▸ Stated task 1
Pull out every line of the listing that contains the word "patio", matching case exactly.

═════ Given passage

Among the seventeenth-century progenitors of this line of eighteenth-century radical writers and opposition politicians united in criticism of "court" and ministerial power, Milton was an important figure -not Milton the poet so much as Milton the radical tractarian, author of Eikonoklastes and The Tenure of Kinds and Magistrates (both published in 1649). The American Revolutionary writers referred with similar respect if with less understanding to the more systematic writing of Harrington and to that of the like-minded Henry Neville ; above all, they referred to the doctrines of Algernon Sidney, that "martyr to civil liberty" whose Discourses Concerning Government (1698) became, in Caroline Robbins' phrase, a "textbook of revolution" in America.
The colonists identified themselves with thse seventeenth-century heroes of liberty: but they felt closer to the early eighteenth-century writers who modified and enlarged this earlier body of ideas, fused it into a whole with other, contemporary strains of thought, and, above all, applied it to the problems of eighteenth-century English politics. These early eighteenth-century writers -coffehouse radicals and opposition politicians, spokesmen for the anti-Court independents within Parliament and the disaffected without, draftsmen of a "country" vision of English politics that would persist throughout the eighteenth century and into the nineteenth- faded subsequently into obscurity and are little known today. But more than any other single group of writers they shaped the mind of the American Revolutionary generation.

══════════
═════ Input records

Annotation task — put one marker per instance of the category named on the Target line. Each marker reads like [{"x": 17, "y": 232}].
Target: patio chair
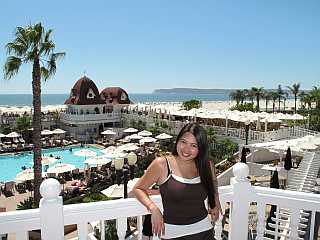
[
  {"x": 75, "y": 173},
  {"x": 21, "y": 187},
  {"x": 9, "y": 188}
]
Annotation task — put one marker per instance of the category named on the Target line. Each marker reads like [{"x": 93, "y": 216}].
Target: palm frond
[
  {"x": 46, "y": 48},
  {"x": 44, "y": 73},
  {"x": 12, "y": 66},
  {"x": 47, "y": 36}
]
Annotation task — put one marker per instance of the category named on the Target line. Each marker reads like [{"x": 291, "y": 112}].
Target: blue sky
[{"x": 144, "y": 45}]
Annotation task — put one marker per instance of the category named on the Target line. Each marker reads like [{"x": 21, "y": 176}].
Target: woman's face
[{"x": 187, "y": 147}]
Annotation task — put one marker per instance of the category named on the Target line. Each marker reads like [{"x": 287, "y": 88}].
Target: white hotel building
[{"x": 89, "y": 112}]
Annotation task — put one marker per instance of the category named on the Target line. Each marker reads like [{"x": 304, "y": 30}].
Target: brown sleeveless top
[{"x": 182, "y": 199}]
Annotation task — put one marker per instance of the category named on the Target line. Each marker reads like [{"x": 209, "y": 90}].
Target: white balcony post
[
  {"x": 241, "y": 199},
  {"x": 121, "y": 224},
  {"x": 51, "y": 210}
]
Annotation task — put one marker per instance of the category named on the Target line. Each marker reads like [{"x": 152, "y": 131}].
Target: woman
[{"x": 186, "y": 179}]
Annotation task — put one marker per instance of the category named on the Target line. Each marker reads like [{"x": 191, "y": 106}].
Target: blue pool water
[{"x": 11, "y": 165}]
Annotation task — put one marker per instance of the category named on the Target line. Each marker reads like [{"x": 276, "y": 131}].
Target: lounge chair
[{"x": 8, "y": 188}]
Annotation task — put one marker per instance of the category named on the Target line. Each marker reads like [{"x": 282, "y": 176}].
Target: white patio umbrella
[
  {"x": 85, "y": 153},
  {"x": 108, "y": 132},
  {"x": 134, "y": 137},
  {"x": 128, "y": 147},
  {"x": 25, "y": 175},
  {"x": 117, "y": 191},
  {"x": 109, "y": 149},
  {"x": 58, "y": 131},
  {"x": 98, "y": 160},
  {"x": 163, "y": 136},
  {"x": 145, "y": 133},
  {"x": 13, "y": 135},
  {"x": 130, "y": 130},
  {"x": 46, "y": 132},
  {"x": 115, "y": 154},
  {"x": 147, "y": 140},
  {"x": 46, "y": 160},
  {"x": 61, "y": 168}
]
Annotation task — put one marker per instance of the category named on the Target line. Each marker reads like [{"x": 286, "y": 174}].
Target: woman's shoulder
[{"x": 161, "y": 161}]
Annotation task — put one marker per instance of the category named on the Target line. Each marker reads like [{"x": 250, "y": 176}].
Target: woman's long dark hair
[{"x": 202, "y": 160}]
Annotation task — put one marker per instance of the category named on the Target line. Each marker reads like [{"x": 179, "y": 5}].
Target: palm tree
[
  {"x": 306, "y": 100},
  {"x": 267, "y": 96},
  {"x": 284, "y": 96},
  {"x": 236, "y": 96},
  {"x": 280, "y": 95},
  {"x": 56, "y": 117},
  {"x": 315, "y": 95},
  {"x": 32, "y": 44},
  {"x": 23, "y": 125},
  {"x": 257, "y": 92},
  {"x": 274, "y": 97},
  {"x": 295, "y": 91}
]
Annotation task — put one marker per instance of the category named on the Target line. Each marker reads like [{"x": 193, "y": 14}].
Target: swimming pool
[{"x": 10, "y": 165}]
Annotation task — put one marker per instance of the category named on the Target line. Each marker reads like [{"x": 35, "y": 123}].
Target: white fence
[
  {"x": 239, "y": 133},
  {"x": 247, "y": 207}
]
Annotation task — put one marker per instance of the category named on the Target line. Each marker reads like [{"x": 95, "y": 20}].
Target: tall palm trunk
[
  {"x": 36, "y": 89},
  {"x": 258, "y": 103}
]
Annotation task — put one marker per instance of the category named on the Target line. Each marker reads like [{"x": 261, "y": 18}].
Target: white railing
[
  {"x": 238, "y": 133},
  {"x": 87, "y": 118},
  {"x": 246, "y": 204}
]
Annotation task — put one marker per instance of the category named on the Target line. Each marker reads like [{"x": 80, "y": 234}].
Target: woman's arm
[
  {"x": 216, "y": 211},
  {"x": 151, "y": 176}
]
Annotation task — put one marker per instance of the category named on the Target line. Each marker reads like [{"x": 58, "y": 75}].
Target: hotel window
[{"x": 90, "y": 94}]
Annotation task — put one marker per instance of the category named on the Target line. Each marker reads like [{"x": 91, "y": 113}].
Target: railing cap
[
  {"x": 50, "y": 188},
  {"x": 240, "y": 171}
]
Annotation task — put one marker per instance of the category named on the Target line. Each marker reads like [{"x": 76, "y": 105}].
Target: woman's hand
[
  {"x": 216, "y": 211},
  {"x": 157, "y": 221}
]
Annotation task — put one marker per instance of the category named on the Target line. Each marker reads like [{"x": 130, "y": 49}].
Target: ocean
[{"x": 58, "y": 99}]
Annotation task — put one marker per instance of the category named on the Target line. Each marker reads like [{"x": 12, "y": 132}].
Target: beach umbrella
[
  {"x": 85, "y": 153},
  {"x": 288, "y": 160},
  {"x": 114, "y": 154},
  {"x": 145, "y": 133},
  {"x": 13, "y": 135},
  {"x": 61, "y": 168},
  {"x": 98, "y": 160},
  {"x": 243, "y": 155},
  {"x": 130, "y": 130},
  {"x": 58, "y": 131},
  {"x": 109, "y": 149},
  {"x": 163, "y": 136},
  {"x": 134, "y": 137},
  {"x": 108, "y": 132},
  {"x": 25, "y": 175},
  {"x": 46, "y": 132},
  {"x": 147, "y": 140},
  {"x": 47, "y": 160},
  {"x": 117, "y": 191},
  {"x": 128, "y": 147}
]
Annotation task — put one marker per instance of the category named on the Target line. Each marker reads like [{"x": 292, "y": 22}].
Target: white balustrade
[{"x": 240, "y": 198}]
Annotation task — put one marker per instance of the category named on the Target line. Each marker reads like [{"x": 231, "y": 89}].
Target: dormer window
[
  {"x": 90, "y": 94},
  {"x": 123, "y": 96},
  {"x": 73, "y": 92}
]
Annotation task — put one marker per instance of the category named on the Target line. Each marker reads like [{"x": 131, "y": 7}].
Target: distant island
[{"x": 192, "y": 91}]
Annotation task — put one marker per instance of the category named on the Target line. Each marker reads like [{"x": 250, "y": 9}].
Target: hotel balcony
[
  {"x": 246, "y": 209},
  {"x": 77, "y": 119}
]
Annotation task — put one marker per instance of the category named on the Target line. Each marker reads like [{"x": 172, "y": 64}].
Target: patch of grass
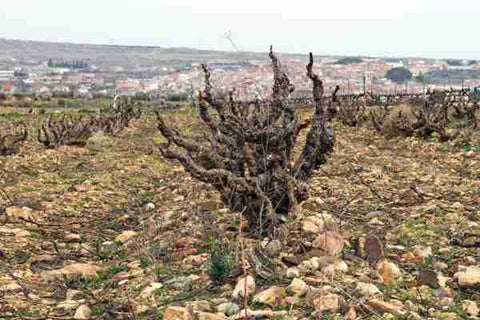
[
  {"x": 221, "y": 263},
  {"x": 35, "y": 234},
  {"x": 145, "y": 262}
]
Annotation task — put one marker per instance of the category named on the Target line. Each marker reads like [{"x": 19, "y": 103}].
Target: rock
[
  {"x": 293, "y": 272},
  {"x": 83, "y": 312},
  {"x": 351, "y": 314},
  {"x": 68, "y": 305},
  {"x": 271, "y": 296},
  {"x": 10, "y": 288},
  {"x": 337, "y": 266},
  {"x": 469, "y": 278},
  {"x": 240, "y": 287},
  {"x": 259, "y": 314},
  {"x": 109, "y": 246},
  {"x": 330, "y": 242},
  {"x": 470, "y": 307},
  {"x": 204, "y": 306},
  {"x": 181, "y": 313},
  {"x": 196, "y": 260},
  {"x": 228, "y": 308},
  {"x": 274, "y": 248},
  {"x": 149, "y": 206},
  {"x": 375, "y": 222},
  {"x": 443, "y": 292},
  {"x": 394, "y": 307},
  {"x": 340, "y": 266},
  {"x": 20, "y": 214},
  {"x": 72, "y": 294},
  {"x": 185, "y": 284},
  {"x": 209, "y": 316},
  {"x": 368, "y": 289},
  {"x": 70, "y": 272},
  {"x": 321, "y": 262},
  {"x": 440, "y": 265},
  {"x": 431, "y": 278},
  {"x": 328, "y": 301},
  {"x": 370, "y": 248},
  {"x": 148, "y": 291},
  {"x": 445, "y": 303},
  {"x": 388, "y": 271},
  {"x": 418, "y": 254},
  {"x": 316, "y": 224},
  {"x": 297, "y": 286},
  {"x": 175, "y": 313},
  {"x": 72, "y": 238},
  {"x": 125, "y": 236}
]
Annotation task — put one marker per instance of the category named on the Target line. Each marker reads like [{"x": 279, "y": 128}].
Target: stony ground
[{"x": 113, "y": 231}]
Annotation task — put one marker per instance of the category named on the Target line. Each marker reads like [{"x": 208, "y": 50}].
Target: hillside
[{"x": 103, "y": 56}]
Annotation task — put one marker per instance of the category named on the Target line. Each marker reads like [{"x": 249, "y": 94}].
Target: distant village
[{"x": 248, "y": 80}]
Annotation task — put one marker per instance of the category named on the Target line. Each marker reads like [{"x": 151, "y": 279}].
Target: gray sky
[{"x": 430, "y": 28}]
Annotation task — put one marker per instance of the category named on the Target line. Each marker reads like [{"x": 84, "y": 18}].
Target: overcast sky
[{"x": 430, "y": 28}]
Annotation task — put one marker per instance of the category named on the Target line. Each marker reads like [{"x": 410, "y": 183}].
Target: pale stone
[
  {"x": 389, "y": 271},
  {"x": 259, "y": 314},
  {"x": 293, "y": 272},
  {"x": 11, "y": 287},
  {"x": 316, "y": 224},
  {"x": 83, "y": 313},
  {"x": 196, "y": 260},
  {"x": 470, "y": 277},
  {"x": 68, "y": 305},
  {"x": 327, "y": 301},
  {"x": 148, "y": 291},
  {"x": 149, "y": 206},
  {"x": 125, "y": 236},
  {"x": 431, "y": 278},
  {"x": 470, "y": 307},
  {"x": 20, "y": 213},
  {"x": 228, "y": 308},
  {"x": 394, "y": 307},
  {"x": 71, "y": 294},
  {"x": 368, "y": 289},
  {"x": 203, "y": 305},
  {"x": 175, "y": 313},
  {"x": 70, "y": 272},
  {"x": 73, "y": 237},
  {"x": 297, "y": 286},
  {"x": 270, "y": 296},
  {"x": 274, "y": 248},
  {"x": 330, "y": 242},
  {"x": 440, "y": 265}
]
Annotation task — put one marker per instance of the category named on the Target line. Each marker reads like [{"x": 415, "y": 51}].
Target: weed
[{"x": 220, "y": 264}]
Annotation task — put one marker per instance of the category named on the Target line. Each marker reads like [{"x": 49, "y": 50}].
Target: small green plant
[
  {"x": 144, "y": 262},
  {"x": 220, "y": 264}
]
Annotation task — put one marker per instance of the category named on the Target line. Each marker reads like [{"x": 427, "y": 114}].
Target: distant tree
[
  {"x": 455, "y": 63},
  {"x": 398, "y": 75},
  {"x": 420, "y": 77},
  {"x": 349, "y": 60}
]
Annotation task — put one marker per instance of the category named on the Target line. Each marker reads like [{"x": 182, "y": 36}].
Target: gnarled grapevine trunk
[{"x": 249, "y": 156}]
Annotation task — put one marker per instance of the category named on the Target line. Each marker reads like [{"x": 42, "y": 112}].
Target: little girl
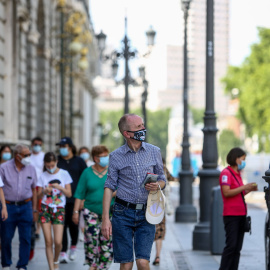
[{"x": 53, "y": 188}]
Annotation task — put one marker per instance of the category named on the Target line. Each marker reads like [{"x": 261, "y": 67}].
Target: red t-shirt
[{"x": 232, "y": 206}]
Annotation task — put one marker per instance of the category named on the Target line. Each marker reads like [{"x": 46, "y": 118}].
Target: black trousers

══════════

▸ Stated task 2
Carry on the passage about the American Revolutionary generation's English predecessors from where it stops.

▸ Task output 1
Target: patio chair
Target: white patio umbrella

▸ Task output 2
To the colonists the most important of these publicists and intellectual middlemen were those spokesmen for extreme libertarianism, John Trenchard (1662-1723) and Thomas Gordon (d. 1750). The former, a west-country squire of ample means and radical ideas, was a 57-year-old veteran of the pamphlet wars that surrounded the Glorious Revolution when in 1719 he met Gordon, "a clever young Scot... fresh from Aberdeen University, [who had come] to London to make his fortune, equipped with little but a sharp tongue and a ready wit". They joined forces to produce, first, the weekly Independent Whig to attack High Church, pretensions and, more generally, the establishment of religion, fifty-three papers of which were published in book form in 1721 ; and Cato's Letters, a searing indictment of eighteenth-century English poliics and society written in response to the South Sea Buble crisis, which appeared first serially in the London Journal and then, beginning in 1720, in book form. Incorporating in their colorful, slashing, superbly readable pages the major themes of the "left" opposition under Walpole, these libertarian tracts, emerging first in the form of dununciation of standing armies in the reign of William III, left an indelible imprint on the "country" mind everywhere in the English-speaking world. In America, where they were republished entire or in part again and again, "quoted in every colonial newspaper from Boston to Savannah", and referred to repeatedly in the pamphlet literature, the writings of Trenchard and Gordon ranked with the treatises of Locke as the most authoritative statement of the nature of political liberty and above Locke as an exposition of the social sources of the threats it faced.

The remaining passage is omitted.